-- TEXT --

Following Fear and Desire, Kubrick began working on ideas for a new boxing film. Due to the commercial failure of his first feature, Kubrick avoided asking for further investments, but commenced a film noir script with Howard O. Sackler. Originally under the title Kiss Me, Kill Me, and then The Nymph and the Maniac, Killer's Kiss (1955) is a 67-minute film noir about a young heavyweight boxer's involvement with a woman being abused by her criminal boss. Like Fear and Desire, it was privately funded by Kubrick's family and friends, with some $40,000 put forward from Bronx pharmacist Morris Bousse. Kubrick began shooting footage in Times Square, and frequently explored during the filming process, experimenting with cinematography and considering the use of unconventional angles and imagery. He initially chose to record the sound on location, but encountered difficulties with shadows from the microphone booms, restricting camera movement. His decision to drop the sound in favor of imagery was a costly one; after 12–14 weeks shooting the picture, he spent some seven months and $35,000 working on the sound. Alfred Hitchcock's Blackmail (1929) directly influenced the film with the painting laughing at a character, and Martin Scorsese has, in turn, cited Kubrick's innovative shooting angles and atmospheric shots in Killer's Kiss as an influence on Raging Bull (1980). Actress Irene Kane, the star of Killer's Kiss, observed: "Stanley's a fascinating character. He thinks movies should move, with a minimum of dialogue, and he's all for sex and sadism". Killer's Kiss met with limited commercial success and made very little money in comparison with its production budget of $75,000. Critics have praised the film's camerawork, but its acting and story are generally considered mediocre.[f]
Hollywood success and beyond (1955–1962)
While playing chess in Washington Square, Kubrick met producer James B. Harris, who considered Kubrick "the most intelligent, most creative person I have ever come in contact with." The two formed the Harris-Kubrick Pictures Corporation in 1955. Harris purchased the rights to Lionel White's novel Clean Break for $10,000[g] and Kubrick wrote the script,[58] but at Kubrick's suggestion, they hired film noir novelist Jim Thompson to write the dialog for the film—which became The Killing (1956)—about a meticulously planned racetrack robbery gone wrong. The film starred Sterling Hayden, who had impressed Kubrick with his performance in The Asphalt Jungle (1950).

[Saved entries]
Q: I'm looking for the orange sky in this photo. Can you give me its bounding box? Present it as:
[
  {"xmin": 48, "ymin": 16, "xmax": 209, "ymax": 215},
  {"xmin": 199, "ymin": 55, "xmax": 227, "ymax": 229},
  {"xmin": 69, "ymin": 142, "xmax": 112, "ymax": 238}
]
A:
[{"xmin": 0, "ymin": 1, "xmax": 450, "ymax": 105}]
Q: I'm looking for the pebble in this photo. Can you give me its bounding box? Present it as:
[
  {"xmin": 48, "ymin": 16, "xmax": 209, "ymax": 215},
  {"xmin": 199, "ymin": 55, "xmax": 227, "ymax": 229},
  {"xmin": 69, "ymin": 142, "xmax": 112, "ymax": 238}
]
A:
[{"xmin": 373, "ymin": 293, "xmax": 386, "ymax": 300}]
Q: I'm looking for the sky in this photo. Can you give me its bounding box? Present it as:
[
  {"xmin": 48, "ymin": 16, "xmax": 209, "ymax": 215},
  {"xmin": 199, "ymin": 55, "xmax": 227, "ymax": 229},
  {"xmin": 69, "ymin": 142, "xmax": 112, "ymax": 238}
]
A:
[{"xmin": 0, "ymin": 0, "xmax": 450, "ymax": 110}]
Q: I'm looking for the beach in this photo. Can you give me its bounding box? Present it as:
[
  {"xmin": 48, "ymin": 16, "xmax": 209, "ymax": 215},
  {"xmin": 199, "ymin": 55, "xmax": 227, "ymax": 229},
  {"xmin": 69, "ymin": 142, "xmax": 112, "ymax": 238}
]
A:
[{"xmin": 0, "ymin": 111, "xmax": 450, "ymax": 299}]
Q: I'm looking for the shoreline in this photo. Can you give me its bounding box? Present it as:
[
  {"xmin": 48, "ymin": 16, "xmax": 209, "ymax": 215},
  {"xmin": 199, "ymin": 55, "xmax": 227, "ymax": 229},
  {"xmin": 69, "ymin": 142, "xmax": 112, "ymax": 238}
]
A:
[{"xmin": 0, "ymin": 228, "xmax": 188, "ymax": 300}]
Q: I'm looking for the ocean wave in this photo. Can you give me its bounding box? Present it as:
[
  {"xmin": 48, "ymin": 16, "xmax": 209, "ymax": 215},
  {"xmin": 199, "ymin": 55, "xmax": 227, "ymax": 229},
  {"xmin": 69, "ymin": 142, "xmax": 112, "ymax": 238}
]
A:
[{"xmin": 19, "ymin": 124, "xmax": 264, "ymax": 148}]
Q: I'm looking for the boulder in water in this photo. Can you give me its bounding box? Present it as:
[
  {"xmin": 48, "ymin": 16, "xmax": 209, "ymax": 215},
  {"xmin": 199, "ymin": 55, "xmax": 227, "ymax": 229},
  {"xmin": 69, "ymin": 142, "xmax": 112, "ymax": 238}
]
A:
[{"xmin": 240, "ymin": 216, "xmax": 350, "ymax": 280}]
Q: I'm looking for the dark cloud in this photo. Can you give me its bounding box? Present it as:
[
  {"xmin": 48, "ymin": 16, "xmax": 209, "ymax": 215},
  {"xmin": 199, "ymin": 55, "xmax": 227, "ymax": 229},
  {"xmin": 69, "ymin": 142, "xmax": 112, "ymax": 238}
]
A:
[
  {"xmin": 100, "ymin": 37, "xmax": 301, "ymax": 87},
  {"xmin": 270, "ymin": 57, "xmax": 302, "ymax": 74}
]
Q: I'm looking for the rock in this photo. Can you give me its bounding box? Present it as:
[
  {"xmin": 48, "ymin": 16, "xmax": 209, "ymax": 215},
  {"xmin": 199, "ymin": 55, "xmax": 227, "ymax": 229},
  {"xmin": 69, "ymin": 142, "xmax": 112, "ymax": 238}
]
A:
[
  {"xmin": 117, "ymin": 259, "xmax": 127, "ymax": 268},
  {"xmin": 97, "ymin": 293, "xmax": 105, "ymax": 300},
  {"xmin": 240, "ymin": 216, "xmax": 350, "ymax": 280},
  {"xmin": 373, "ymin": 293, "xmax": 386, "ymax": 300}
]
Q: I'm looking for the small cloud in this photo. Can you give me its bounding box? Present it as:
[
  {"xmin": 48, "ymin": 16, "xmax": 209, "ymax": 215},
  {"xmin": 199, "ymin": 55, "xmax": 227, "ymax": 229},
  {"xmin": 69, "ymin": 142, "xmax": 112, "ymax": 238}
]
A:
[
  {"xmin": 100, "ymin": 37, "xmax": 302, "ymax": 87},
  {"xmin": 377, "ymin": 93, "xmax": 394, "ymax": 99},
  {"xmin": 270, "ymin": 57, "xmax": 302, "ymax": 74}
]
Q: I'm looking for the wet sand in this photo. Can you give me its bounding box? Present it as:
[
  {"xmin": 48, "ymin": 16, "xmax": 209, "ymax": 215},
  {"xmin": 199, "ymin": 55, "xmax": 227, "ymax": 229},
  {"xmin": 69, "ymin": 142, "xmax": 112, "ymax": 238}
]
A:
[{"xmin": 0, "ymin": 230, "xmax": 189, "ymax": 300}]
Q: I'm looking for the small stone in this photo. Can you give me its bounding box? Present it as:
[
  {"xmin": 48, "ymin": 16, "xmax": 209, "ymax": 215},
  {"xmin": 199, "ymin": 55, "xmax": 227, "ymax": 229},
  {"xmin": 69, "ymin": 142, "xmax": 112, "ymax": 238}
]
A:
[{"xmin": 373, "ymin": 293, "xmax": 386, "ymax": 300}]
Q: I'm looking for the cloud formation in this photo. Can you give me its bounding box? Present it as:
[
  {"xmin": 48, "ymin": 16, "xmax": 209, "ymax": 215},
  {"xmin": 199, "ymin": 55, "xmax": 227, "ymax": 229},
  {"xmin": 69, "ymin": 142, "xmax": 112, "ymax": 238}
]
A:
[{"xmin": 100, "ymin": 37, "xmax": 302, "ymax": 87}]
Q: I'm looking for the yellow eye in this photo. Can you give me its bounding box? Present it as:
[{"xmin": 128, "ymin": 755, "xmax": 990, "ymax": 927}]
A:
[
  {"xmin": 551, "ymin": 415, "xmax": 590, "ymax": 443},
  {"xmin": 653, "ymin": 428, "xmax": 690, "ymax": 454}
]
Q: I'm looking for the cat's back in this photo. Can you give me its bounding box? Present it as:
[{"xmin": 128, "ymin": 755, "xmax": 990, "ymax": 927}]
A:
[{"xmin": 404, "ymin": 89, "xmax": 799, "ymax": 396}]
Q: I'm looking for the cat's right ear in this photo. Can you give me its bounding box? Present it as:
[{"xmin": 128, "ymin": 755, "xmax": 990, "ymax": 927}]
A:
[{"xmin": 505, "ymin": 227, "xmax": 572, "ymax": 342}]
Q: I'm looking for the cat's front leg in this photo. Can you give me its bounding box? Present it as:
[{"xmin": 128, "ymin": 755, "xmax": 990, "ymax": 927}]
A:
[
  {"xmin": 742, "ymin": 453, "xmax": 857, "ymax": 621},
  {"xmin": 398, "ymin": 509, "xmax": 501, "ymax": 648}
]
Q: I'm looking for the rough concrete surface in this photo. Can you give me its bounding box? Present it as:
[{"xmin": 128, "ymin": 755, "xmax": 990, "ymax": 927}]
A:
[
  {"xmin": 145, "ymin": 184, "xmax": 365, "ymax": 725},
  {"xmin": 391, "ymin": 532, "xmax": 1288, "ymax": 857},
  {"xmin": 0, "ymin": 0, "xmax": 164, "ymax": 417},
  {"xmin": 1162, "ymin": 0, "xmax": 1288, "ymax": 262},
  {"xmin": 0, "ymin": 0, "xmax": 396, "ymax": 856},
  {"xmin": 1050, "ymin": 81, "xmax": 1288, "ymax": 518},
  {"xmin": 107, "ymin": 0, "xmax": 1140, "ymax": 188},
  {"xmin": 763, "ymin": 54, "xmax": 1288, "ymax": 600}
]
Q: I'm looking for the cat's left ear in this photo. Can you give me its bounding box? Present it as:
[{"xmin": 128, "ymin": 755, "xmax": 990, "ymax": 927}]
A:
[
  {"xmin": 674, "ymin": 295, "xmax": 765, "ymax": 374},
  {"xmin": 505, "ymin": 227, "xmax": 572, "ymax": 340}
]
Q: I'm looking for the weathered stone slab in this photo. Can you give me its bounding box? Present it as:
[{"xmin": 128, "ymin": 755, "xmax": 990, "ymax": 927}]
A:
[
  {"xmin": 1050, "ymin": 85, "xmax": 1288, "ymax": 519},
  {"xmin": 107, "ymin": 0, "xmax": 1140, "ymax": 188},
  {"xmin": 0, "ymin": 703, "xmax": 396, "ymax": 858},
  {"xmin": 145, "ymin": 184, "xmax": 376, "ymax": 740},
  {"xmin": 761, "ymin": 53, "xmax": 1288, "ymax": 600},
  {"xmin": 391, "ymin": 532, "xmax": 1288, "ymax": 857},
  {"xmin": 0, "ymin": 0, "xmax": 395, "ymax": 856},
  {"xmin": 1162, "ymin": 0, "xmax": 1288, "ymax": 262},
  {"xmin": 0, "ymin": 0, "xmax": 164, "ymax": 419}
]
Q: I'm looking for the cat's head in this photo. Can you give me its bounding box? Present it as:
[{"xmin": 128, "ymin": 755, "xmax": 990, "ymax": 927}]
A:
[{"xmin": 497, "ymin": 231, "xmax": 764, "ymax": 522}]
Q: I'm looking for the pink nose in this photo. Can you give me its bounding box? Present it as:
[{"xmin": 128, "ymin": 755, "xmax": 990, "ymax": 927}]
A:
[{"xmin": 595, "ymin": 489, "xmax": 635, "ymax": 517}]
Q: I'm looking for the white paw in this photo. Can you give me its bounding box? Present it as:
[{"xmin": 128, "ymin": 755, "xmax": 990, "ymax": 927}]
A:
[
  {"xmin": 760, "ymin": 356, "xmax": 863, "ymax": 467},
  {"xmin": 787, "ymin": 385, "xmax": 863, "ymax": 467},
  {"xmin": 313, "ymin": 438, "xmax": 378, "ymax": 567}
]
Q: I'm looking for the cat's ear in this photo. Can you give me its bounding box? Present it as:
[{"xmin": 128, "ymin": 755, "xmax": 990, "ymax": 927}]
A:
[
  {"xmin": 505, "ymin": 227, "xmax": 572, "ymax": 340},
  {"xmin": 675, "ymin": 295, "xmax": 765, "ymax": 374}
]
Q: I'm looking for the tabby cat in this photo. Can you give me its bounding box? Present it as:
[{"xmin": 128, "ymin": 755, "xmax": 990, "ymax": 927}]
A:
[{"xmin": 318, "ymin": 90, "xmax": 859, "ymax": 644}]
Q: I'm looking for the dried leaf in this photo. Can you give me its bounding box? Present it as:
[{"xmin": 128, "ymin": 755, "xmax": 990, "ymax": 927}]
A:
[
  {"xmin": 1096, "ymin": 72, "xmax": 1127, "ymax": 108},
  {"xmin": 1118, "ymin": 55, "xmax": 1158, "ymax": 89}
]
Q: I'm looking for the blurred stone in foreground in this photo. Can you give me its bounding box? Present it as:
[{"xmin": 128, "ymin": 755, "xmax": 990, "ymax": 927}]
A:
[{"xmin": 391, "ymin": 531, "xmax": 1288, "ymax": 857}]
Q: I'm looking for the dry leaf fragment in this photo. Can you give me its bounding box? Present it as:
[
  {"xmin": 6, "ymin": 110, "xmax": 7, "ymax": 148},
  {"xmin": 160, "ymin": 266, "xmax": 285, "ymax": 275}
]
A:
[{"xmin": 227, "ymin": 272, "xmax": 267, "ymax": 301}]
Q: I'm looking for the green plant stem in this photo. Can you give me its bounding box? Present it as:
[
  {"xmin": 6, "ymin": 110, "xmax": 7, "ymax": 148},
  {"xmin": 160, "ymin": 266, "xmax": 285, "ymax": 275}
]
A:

-- TRY IT --
According to the text about Kubrick's early films, what was the production budget of Killer's Kiss?

-- EXERCISE RESULT --
$75,000.